- Quoted text:
##############################

# Janacek - On An Overgrown Path (arr. for SQ)



## Merl (Jul 28, 2016)

It's commonly believed that the inspiration for Janacek's 'On an Overgrown Path' was Dvorak’s Cypresses cycle and that the work is partly autobiographical in nature. Janacek explained that he was “walking along an overgrown path of old memories.” when he wrote these character pieces. The complete collection is made up of two volumes ('books') and the first 'book' of 10 was published in 1911 as piano pieces (but some had appeared as early as 1901 as single pieces). The titles were added later (see notes below). The 2nd series (5 more pieces) appeared posthumously in 1942 and were never given titles. Due to demand, arrangements for different combos of instruments started to appear and the first string quartet arrangement was made in 1925 with Janacek's consent. Unhappy with this and a few later arrangements, a lot of altered arrangements for the string quartet version have been made since.

##############################

Data entries

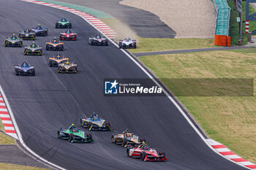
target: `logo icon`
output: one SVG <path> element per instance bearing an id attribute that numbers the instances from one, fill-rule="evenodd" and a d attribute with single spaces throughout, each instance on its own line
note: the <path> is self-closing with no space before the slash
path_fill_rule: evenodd
<path id="1" fill-rule="evenodd" d="M 115 81 L 105 82 L 105 94 L 117 94 L 118 82 Z"/>

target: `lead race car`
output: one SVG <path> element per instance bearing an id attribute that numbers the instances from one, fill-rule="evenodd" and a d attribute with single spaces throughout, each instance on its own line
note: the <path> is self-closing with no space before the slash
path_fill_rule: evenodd
<path id="1" fill-rule="evenodd" d="M 78 64 L 69 61 L 59 63 L 58 73 L 78 73 Z"/>
<path id="2" fill-rule="evenodd" d="M 89 44 L 91 45 L 108 45 L 108 41 L 106 37 L 103 37 L 99 34 L 97 34 L 95 36 L 89 36 Z"/>
<path id="3" fill-rule="evenodd" d="M 35 28 L 32 28 L 31 31 L 36 34 L 36 36 L 48 36 L 48 28 L 45 27 L 42 27 L 40 24 L 38 24 Z"/>
<path id="4" fill-rule="evenodd" d="M 59 40 L 74 40 L 76 41 L 78 34 L 67 29 L 65 32 L 61 33 L 59 35 Z"/>
<path id="5" fill-rule="evenodd" d="M 37 46 L 34 42 L 31 45 L 25 47 L 24 55 L 42 55 L 42 48 Z"/>
<path id="6" fill-rule="evenodd" d="M 35 40 L 36 34 L 34 31 L 27 28 L 23 31 L 19 32 L 19 38 L 23 40 Z"/>
<path id="7" fill-rule="evenodd" d="M 64 50 L 64 43 L 57 40 L 56 37 L 54 37 L 51 42 L 46 42 L 46 50 Z"/>
<path id="8" fill-rule="evenodd" d="M 59 53 L 49 58 L 49 66 L 58 66 L 59 64 L 67 62 L 69 58 L 61 56 Z"/>
<path id="9" fill-rule="evenodd" d="M 138 147 L 129 145 L 127 149 L 127 156 L 134 158 L 140 158 L 143 161 L 167 161 L 164 152 L 157 153 L 155 149 L 149 147 L 143 142 Z"/>
<path id="10" fill-rule="evenodd" d="M 127 128 L 121 134 L 115 131 L 111 136 L 111 140 L 112 143 L 121 144 L 124 147 L 127 147 L 128 145 L 138 147 L 143 142 L 146 142 L 144 138 L 139 138 Z"/>
<path id="11" fill-rule="evenodd" d="M 57 20 L 55 27 L 56 28 L 71 28 L 72 23 L 70 20 L 66 20 L 65 18 L 63 18 L 62 19 Z"/>
<path id="12" fill-rule="evenodd" d="M 124 39 L 119 40 L 119 48 L 136 48 L 137 42 L 136 40 L 132 40 L 127 37 Z"/>
<path id="13" fill-rule="evenodd" d="M 110 123 L 99 117 L 94 113 L 90 117 L 85 115 L 80 118 L 80 124 L 83 128 L 88 128 L 89 131 L 111 131 Z"/>
<path id="14" fill-rule="evenodd" d="M 20 38 L 17 38 L 15 34 L 13 34 L 12 37 L 5 39 L 4 47 L 22 47 L 23 40 Z"/>
<path id="15" fill-rule="evenodd" d="M 15 65 L 14 73 L 16 76 L 24 75 L 24 76 L 35 76 L 34 66 L 28 64 L 26 61 L 20 65 Z"/>
<path id="16" fill-rule="evenodd" d="M 93 142 L 91 134 L 86 134 L 85 131 L 79 130 L 72 124 L 67 129 L 60 128 L 58 130 L 58 137 L 61 139 L 67 140 L 69 142 Z"/>

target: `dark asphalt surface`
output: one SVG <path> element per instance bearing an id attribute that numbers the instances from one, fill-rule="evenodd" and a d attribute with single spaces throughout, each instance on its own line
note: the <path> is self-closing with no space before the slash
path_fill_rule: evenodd
<path id="1" fill-rule="evenodd" d="M 190 50 L 177 50 L 170 51 L 156 51 L 156 52 L 145 52 L 145 53 L 132 53 L 136 57 L 142 57 L 146 55 L 163 55 L 163 54 L 178 54 L 178 53 L 195 53 L 203 51 L 217 51 L 217 50 L 232 50 L 238 49 L 250 48 L 250 47 L 212 47 L 212 48 L 197 48 Z"/>
<path id="2" fill-rule="evenodd" d="M 24 57 L 23 48 L 0 46 L 0 83 L 26 144 L 45 159 L 67 169 L 244 169 L 214 152 L 166 97 L 104 97 L 104 78 L 146 78 L 138 66 L 114 45 L 92 47 L 88 36 L 96 30 L 68 12 L 18 0 L 0 0 L 0 39 L 40 23 L 49 36 L 37 37 L 43 56 Z M 8 15 L 7 15 L 8 14 Z M 64 55 L 78 63 L 78 74 L 59 74 L 49 68 L 45 43 L 58 36 L 62 17 L 72 20 L 78 41 L 64 42 Z M 27 45 L 31 41 L 24 41 Z M 14 65 L 26 59 L 35 77 L 16 77 Z M 111 143 L 111 132 L 92 132 L 94 144 L 72 144 L 57 138 L 60 126 L 79 124 L 96 112 L 113 130 L 128 128 L 164 151 L 167 162 L 149 163 L 128 158 Z M 87 131 L 87 130 L 86 130 Z"/>
<path id="3" fill-rule="evenodd" d="M 49 169 L 27 155 L 15 144 L 0 144 L 0 162 Z"/>
<path id="4" fill-rule="evenodd" d="M 156 15 L 120 4 L 122 0 L 57 0 L 103 11 L 129 26 L 142 38 L 174 38 L 176 33 Z"/>

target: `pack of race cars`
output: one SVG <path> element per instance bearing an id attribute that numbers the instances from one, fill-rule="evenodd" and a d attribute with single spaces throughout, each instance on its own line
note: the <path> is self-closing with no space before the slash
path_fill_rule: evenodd
<path id="1" fill-rule="evenodd" d="M 78 34 L 72 31 L 70 20 L 64 18 L 59 20 L 56 23 L 56 28 L 67 28 L 59 34 L 59 40 L 62 41 L 76 41 Z M 23 47 L 23 40 L 36 40 L 36 37 L 46 36 L 48 35 L 48 29 L 42 27 L 40 24 L 31 29 L 26 28 L 24 31 L 19 31 L 18 37 L 15 34 L 5 39 L 4 47 Z M 106 37 L 97 34 L 89 37 L 89 44 L 91 45 L 108 46 L 108 39 Z M 136 48 L 136 40 L 132 40 L 128 36 L 122 40 L 119 40 L 119 48 Z M 33 42 L 31 45 L 24 47 L 24 55 L 42 55 L 43 48 Z M 58 41 L 54 37 L 51 41 L 45 43 L 46 50 L 63 51 L 64 50 L 64 42 Z M 48 66 L 58 67 L 58 73 L 78 73 L 78 64 L 75 61 L 70 62 L 68 58 L 58 53 L 48 58 Z M 35 69 L 26 61 L 21 64 L 15 66 L 15 75 L 35 76 Z M 112 131 L 110 123 L 107 122 L 102 117 L 99 117 L 94 113 L 91 116 L 84 115 L 80 118 L 80 126 L 87 128 L 88 131 Z M 68 128 L 64 129 L 61 127 L 58 130 L 58 137 L 61 139 L 67 140 L 69 142 L 84 142 L 91 143 L 94 140 L 91 134 L 86 133 L 80 130 L 72 124 Z M 149 147 L 146 144 L 146 139 L 130 132 L 126 129 L 121 134 L 117 131 L 111 135 L 111 141 L 113 144 L 120 144 L 127 150 L 127 156 L 135 158 L 140 158 L 143 161 L 167 161 L 165 154 L 163 152 L 157 152 L 155 149 Z"/>

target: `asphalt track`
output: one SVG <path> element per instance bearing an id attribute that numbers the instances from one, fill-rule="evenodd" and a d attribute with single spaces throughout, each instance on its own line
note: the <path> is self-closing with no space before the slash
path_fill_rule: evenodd
<path id="1" fill-rule="evenodd" d="M 170 51 L 155 51 L 155 52 L 145 52 L 145 53 L 132 53 L 136 57 L 142 57 L 146 55 L 164 55 L 164 54 L 178 54 L 178 53 L 196 53 L 196 52 L 204 52 L 204 51 L 217 51 L 217 50 L 233 50 L 239 49 L 246 49 L 251 47 L 211 47 L 211 48 L 197 48 L 197 49 L 189 49 L 189 50 L 176 50 Z"/>
<path id="2" fill-rule="evenodd" d="M 176 31 L 152 12 L 119 4 L 122 0 L 57 0 L 85 6 L 111 15 L 142 38 L 174 38 Z"/>
<path id="3" fill-rule="evenodd" d="M 59 74 L 49 68 L 48 57 L 24 57 L 23 48 L 0 46 L 0 83 L 21 131 L 33 151 L 67 169 L 244 169 L 214 152 L 167 97 L 105 97 L 104 78 L 146 78 L 147 76 L 114 45 L 92 47 L 88 36 L 97 31 L 82 18 L 60 9 L 20 1 L 0 0 L 0 39 L 39 23 L 49 36 L 37 37 L 44 47 L 58 36 L 54 23 L 72 20 L 77 42 L 64 42 L 64 55 L 78 63 L 78 74 Z M 31 41 L 24 41 L 25 45 Z M 16 77 L 14 65 L 26 58 L 35 66 L 35 77 Z M 111 143 L 111 132 L 92 132 L 94 144 L 72 144 L 57 138 L 57 129 L 79 124 L 84 112 L 97 112 L 114 130 L 128 128 L 141 135 L 167 162 L 142 162 L 127 158 L 125 149 Z"/>

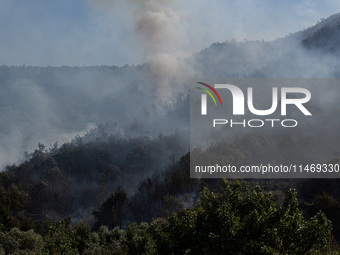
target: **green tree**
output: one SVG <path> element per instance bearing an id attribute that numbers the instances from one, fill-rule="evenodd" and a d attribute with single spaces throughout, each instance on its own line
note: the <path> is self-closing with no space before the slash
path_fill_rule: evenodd
<path id="1" fill-rule="evenodd" d="M 92 214 L 97 220 L 94 229 L 98 229 L 102 225 L 106 225 L 110 229 L 115 226 L 121 227 L 128 202 L 126 191 L 119 186 L 115 194 L 111 194 L 98 211 L 93 211 Z"/>
<path id="2" fill-rule="evenodd" d="M 199 205 L 170 217 L 164 230 L 154 224 L 160 254 L 317 254 L 327 244 L 331 222 L 322 212 L 305 221 L 294 190 L 277 208 L 259 186 L 222 186 L 223 194 L 204 188 Z"/>

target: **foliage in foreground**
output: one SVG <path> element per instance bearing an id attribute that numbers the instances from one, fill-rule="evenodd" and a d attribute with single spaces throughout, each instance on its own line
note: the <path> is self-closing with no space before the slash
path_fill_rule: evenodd
<path id="1" fill-rule="evenodd" d="M 322 212 L 303 218 L 294 190 L 275 207 L 260 187 L 223 180 L 220 193 L 204 188 L 196 207 L 151 225 L 91 233 L 87 222 L 73 227 L 66 218 L 44 222 L 38 233 L 0 232 L 0 254 L 338 254 L 331 228 Z"/>
<path id="2" fill-rule="evenodd" d="M 204 188 L 198 207 L 157 228 L 160 254 L 318 254 L 325 248 L 331 222 L 322 212 L 305 221 L 294 190 L 276 208 L 258 186 L 222 185 L 222 194 Z"/>

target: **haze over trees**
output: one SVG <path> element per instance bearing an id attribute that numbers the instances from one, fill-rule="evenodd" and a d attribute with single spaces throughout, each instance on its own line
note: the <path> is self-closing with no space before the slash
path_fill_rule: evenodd
<path id="1" fill-rule="evenodd" d="M 197 77 L 338 77 L 339 36 L 336 14 L 181 61 Z M 11 162 L 0 172 L 0 254 L 339 251 L 338 179 L 190 179 L 189 80 L 174 75 L 163 101 L 158 82 L 148 64 L 0 67 L 0 164 Z M 197 151 L 235 165 L 339 164 L 335 124 L 322 134 L 332 146 L 319 133 L 252 132 Z"/>

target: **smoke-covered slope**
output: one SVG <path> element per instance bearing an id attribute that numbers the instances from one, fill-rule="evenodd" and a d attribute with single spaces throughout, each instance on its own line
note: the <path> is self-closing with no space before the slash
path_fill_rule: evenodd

##############################

- What you will do:
1 > Answer these questions about the forum post on Janacek's On an Overgrown Path:
(a) In what year was the first book published as piano pieces?
(b) How many pieces make up the second series?
(c) In what year was the first string quartet arrangement made?
2 > Can you recast everything in the data listing from its start down to the line containing "115 81 L 105" as a Markdown table with columns Row and Line? Include both ends, leave out blank lines, and omit the pictures.

- Responses to the tasks:
1 >
(a) 1911
(b) Five
(c) 1925

2 >
| Row | Line |
|---|---|
| 1 | target: `logo icon` |
| 2 | output: one SVG <path> element per instance bearing an id attribute that numbers the instances from one, fill-rule="evenodd" and a d attribute with single spaces throughout, each instance on its own line |
| 3 | note: the <path> is self-closing with no space before the slash |
| 4 | path_fill_rule: evenodd |
| 5 | <path id="1" fill-rule="evenodd" d="M 115 81 L 105 82 L 105 94 L 117 94 L 118 82 Z"/> |